#### Exercise
Duplicate part of the reading passage, beginning at the words "Me: Used to" and stopping after "her favorite son.".

Possums and sweet potatoes.
My grandmother: His mother used to cook possum.
Me: Used to cook possum?
My grandmother: Oh, possum, honey. They would cook those dern things.
Me: Well, possum stew. I guess I have heard of that.
My grandmother: Naw. They didn’t have no possum stew. They’d bake this thing.
Me: Awwww!
My grandmother: And, look, wait a minute. You know they’ve got big mouths. Long mouths. A possum. And he’d put a sweet potato in the possum’s mouth. [I laugh, hard.] I don’t remember cooking one, but my grandmother sure used to cook ‘em. And Papa cooked ‘em. But I refused to cook ‘em. Not me. And you know these people when I came here ate muskrats?!
It was Harriet Nicholson Hart who fixed such special dishes for her favorite son.
Interview of Margaret C. Allen by Lisa Y. Henderson; all rights reserved.
She was smart, and she was musical.
FINALS AT COLORED SCHOOL.
Statesville Colored Graded School Closed Tuesday Night with a Very Creditable Performance.
The closing exercises of the Statesville graded school were held Tuesday night in the new building. Before the exercises began at 8.30, a representative of this paper had the pleasure of looking thru the building and inspecting the most creditable exhibits of the work accomplished by the pupils of the second, third, fourth, fifth, sixth and seventh grades. The exhibit showed surprising skill in drawing, sewing, fancy needle work and other forms of handiwork.

#### Provided material
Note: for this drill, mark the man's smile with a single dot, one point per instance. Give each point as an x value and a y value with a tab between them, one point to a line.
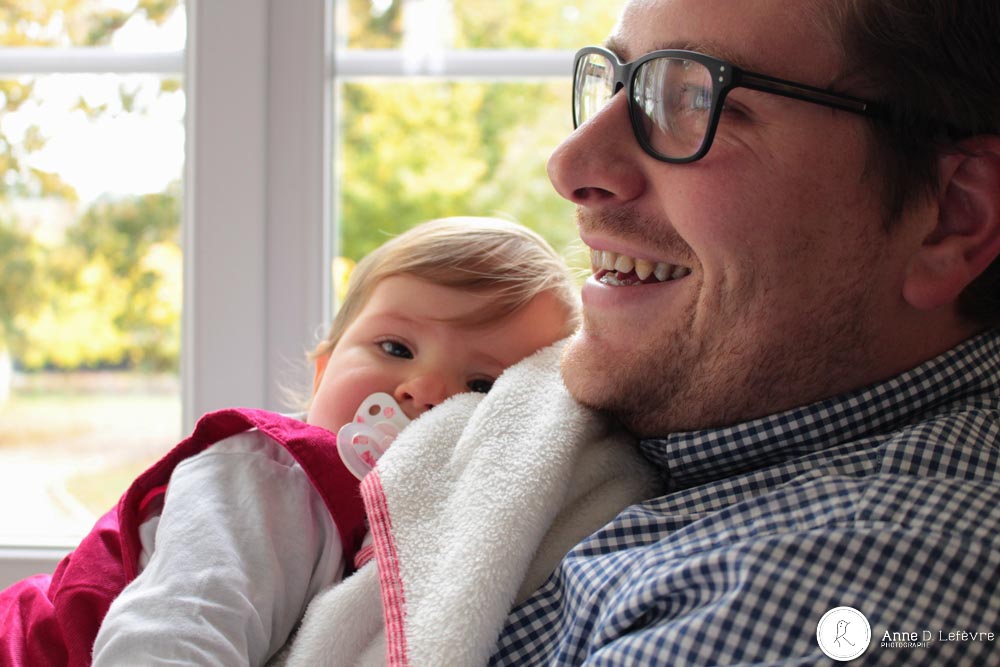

#### Answer area
Me: Used to cook possum?
My grandmother: Oh, possum, honey. They would cook those dern things.
Me: Well, possum stew. I guess I have heard of that.
My grandmother: Naw. They didn’t have no possum stew. They’d bake this thing.
Me: Awwww!
My grandmother: And, look, wait a minute. You know they’ve got big mouths. Long mouths. A possum. And he’d put a sweet potato in the possum’s mouth. [I laugh, hard.] I don’t remember cooking one, but my grandmother sure used to cook ‘em. And Papa cooked ‘em. But I refused to cook ‘em. Not me. And you know these people when I came here ate muskrats?!
It was Harriet Nicholson Hart who fixed such special dishes for her favorite son.